▶ **Your objective**
Convert every line of the data below into a JSON list of strings, one string per line, omitting blank lines and leaving out the pictures.
-- START Records provided --
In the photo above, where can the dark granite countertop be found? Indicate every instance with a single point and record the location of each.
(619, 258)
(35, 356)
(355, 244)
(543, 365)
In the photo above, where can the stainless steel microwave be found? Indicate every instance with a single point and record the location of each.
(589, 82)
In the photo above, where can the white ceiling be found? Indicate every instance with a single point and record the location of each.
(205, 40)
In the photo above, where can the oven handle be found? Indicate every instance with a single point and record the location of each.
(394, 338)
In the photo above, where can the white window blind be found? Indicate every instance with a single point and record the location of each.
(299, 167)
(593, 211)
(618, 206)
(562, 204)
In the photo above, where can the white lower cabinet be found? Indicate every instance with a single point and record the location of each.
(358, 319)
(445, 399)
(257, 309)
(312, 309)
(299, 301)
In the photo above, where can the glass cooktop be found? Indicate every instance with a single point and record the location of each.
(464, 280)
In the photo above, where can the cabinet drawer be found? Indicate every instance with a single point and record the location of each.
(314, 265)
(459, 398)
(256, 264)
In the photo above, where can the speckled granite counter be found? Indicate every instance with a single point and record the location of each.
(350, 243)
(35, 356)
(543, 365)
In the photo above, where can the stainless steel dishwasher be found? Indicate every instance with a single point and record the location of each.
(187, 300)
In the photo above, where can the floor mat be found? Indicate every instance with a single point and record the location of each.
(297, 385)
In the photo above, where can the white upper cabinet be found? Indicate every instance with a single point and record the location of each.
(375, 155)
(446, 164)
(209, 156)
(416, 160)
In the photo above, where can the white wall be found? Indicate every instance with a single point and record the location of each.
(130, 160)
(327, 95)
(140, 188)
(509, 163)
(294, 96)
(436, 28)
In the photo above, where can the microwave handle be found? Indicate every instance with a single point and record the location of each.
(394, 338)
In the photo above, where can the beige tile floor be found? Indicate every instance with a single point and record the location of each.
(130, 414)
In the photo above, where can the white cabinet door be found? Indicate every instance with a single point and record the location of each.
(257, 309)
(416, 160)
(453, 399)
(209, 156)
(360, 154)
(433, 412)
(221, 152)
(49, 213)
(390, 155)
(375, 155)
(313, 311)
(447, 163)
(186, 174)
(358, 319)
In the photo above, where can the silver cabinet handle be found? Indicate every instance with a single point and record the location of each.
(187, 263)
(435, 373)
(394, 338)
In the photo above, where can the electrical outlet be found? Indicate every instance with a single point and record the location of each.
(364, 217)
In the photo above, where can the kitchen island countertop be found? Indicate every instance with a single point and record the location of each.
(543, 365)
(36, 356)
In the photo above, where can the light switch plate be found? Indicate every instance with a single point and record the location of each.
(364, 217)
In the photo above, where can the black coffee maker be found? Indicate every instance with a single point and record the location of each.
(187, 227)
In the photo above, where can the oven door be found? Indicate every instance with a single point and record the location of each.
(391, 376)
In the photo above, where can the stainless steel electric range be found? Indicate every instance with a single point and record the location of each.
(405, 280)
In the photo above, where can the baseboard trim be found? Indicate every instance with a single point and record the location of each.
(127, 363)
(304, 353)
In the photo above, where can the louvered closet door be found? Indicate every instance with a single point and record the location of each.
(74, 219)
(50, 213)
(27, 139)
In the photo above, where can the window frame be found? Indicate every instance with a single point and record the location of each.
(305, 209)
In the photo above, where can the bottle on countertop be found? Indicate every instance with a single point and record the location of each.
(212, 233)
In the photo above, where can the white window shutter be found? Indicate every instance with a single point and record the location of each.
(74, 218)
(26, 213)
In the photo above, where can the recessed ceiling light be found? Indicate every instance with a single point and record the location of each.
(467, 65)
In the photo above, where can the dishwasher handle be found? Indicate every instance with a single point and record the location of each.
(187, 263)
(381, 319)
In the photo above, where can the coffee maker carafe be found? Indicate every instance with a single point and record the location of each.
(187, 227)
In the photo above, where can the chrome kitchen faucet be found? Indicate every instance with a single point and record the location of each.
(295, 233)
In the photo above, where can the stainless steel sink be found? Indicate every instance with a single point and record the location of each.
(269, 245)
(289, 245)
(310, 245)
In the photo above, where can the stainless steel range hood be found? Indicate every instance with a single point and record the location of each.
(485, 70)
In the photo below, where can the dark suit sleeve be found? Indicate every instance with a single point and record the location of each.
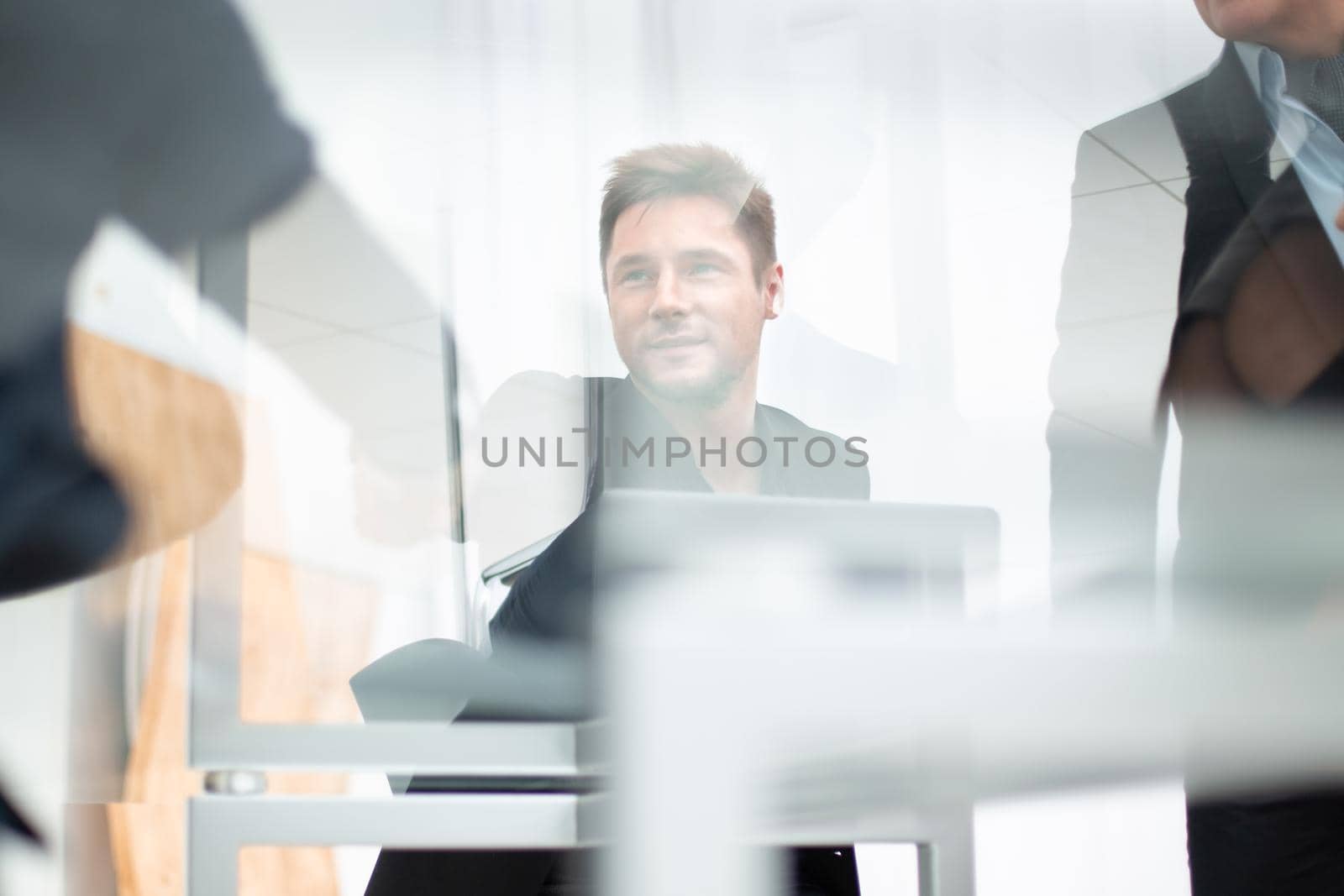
-- END Records provided --
▶ **Result of the exercise**
[
  "In the photo above, where can the dark granite countertop be found? Indicate every instance with a single point and record the location of each.",
  "(619, 258)",
  "(35, 356)",
  "(355, 244)",
  "(543, 365)",
  "In the photo above, where can the stainless steel microwave be found? Indicate every instance with a single point and record the location of each.",
  "(589, 82)",
  "In the photo above, where can the white ceiling be found? Indicate every instance with a single point and record the location of each.",
  "(205, 40)",
  "In the photo above, where can the oven handle be found? Indicate every instance with a single point and record the location of each.",
  "(394, 338)",
  "In the photo above, where can the white window blind be found? Indicate every instance with a single point and record the location of each.",
  "(299, 167)",
  "(593, 211)",
  "(618, 206)",
  "(562, 204)",
  "In the photo above, where can the white lower cabinet be found? Indicate every instance with a single point and record the location of each.",
  "(358, 319)",
  "(445, 399)",
  "(257, 309)",
  "(312, 309)",
  "(299, 301)",
  "In the photo above, where can the glass cooktop be found? Indicate every instance with a single point and record the location of each.",
  "(464, 280)",
  "In the photo above, where can the cabinet drawer be found? Indicate every instance with a single point and record the location of each.",
  "(314, 265)",
  "(459, 398)",
  "(256, 264)",
  "In the photo above, where can the speckled granite counter be found? Indicate every instance with a single point and record the location of each.",
  "(350, 243)",
  "(35, 356)",
  "(543, 365)",
  "In the photo above, where can the stainless steel dishwasher be found? Indicate every instance with a single point and record the location of each.",
  "(187, 300)",
  "In the photo above, where can the floor mat be found? Indicate every instance with a single point and record the location of each.",
  "(297, 385)",
  "In the photo above, where can the white upper cabinet be found? Indicate every instance with a single point and record the location of each.",
  "(375, 155)",
  "(446, 164)",
  "(209, 156)",
  "(416, 160)",
  "In the photo above, where can the white wall be found? Indicate every instance with a single point and record the location of each.",
  "(130, 160)",
  "(327, 95)",
  "(140, 188)",
  "(509, 163)",
  "(294, 96)",
  "(436, 28)",
  "In the photo above, where can the microwave handle be found? Indicate every instance with a single point and record the location of each.",
  "(394, 338)",
  "In the photo above, where can the beige tile floor be found? Indicate every instance with a single point and record the location of each.",
  "(130, 414)",
  "In the photo above, where can the white cabinet door be found? Indicate every instance with a single point and record the location of each.",
  "(257, 309)",
  "(416, 160)",
  "(453, 399)",
  "(209, 156)",
  "(360, 154)",
  "(433, 412)",
  "(221, 152)",
  "(49, 213)",
  "(390, 155)",
  "(375, 155)",
  "(313, 311)",
  "(447, 163)",
  "(186, 174)",
  "(358, 319)",
  "In the photo above, where can the silver cabinet handle be found? Indicate every instance with a single point and record the location of each.",
  "(187, 263)",
  "(435, 373)",
  "(394, 338)",
  "In the photo above, where can the electrical outlet be found? Indicate every instance with a single point and record the location of each.",
  "(364, 217)",
  "In the photo above, where can the kitchen island countertop be found? Indicate every instance with a single point and record the location of each.",
  "(543, 365)",
  "(36, 356)",
  "In the photo above, where can the light switch plate be found? Indicate every instance with a single point and record the location of each.",
  "(364, 217)",
  "In the photo above, where can the black coffee maker be found? Indicate every instance with a single point and record the location of each.",
  "(187, 227)",
  "In the photo above, where can the oven door be found? Indicate every instance with a single point and record the location of each.",
  "(391, 376)",
  "In the photo above, where can the stainless steel electric range be found? Indicate every instance with a single point and record the location of each.",
  "(405, 280)",
  "In the photo above, where can the baseboard trim be found? Indicate every instance with a single point and record the location of each.",
  "(127, 363)",
  "(304, 353)",
  "In the photo above, where can the louvered closet door be found? Indicate every instance with a single point and record the location of each.",
  "(74, 219)",
  "(50, 213)",
  "(27, 139)",
  "In the photo above, where can the window frame be found? Indicate every instance with a single point and record the location of each.",
  "(305, 209)",
  "In the photo above, where can the bottle on countertop be found? Indicate every instance with a single point and record the location of each.",
  "(212, 233)",
  "In the photo above, where can the white window shutter be found? Indicate every instance with a single point and record the location of each.",
  "(74, 218)",
  "(26, 213)",
  "In the photo above, where can the recessed ceiling light be found? Indicate every instance with a single point and record the location of each.",
  "(467, 65)",
  "In the photo above, where can the dishwasher handle be found? Indicate every instance with a single point and record the location of each.",
  "(187, 263)",
  "(381, 319)",
  "In the photo above, where can the coffee maker carafe be found? Indicate every instance with a single point and record the location of each.",
  "(187, 227)",
  "In the photo above, where can the chrome kitchen faucet be found? Indicate every instance with a single point and record the location of each.",
  "(295, 233)",
  "In the photo above, where can the stainless steel sink be found? Indicate every instance with a single point and record the location of each.",
  "(269, 245)",
  "(289, 245)",
  "(310, 245)",
  "In the photo above, where can the stainless steel range hood be found? Indicate every instance with a single point and record the location of each.",
  "(485, 70)",
  "In the photo below, where can the dark suit sleeve be found? Indicate every instance with a single point and record the location of each."
]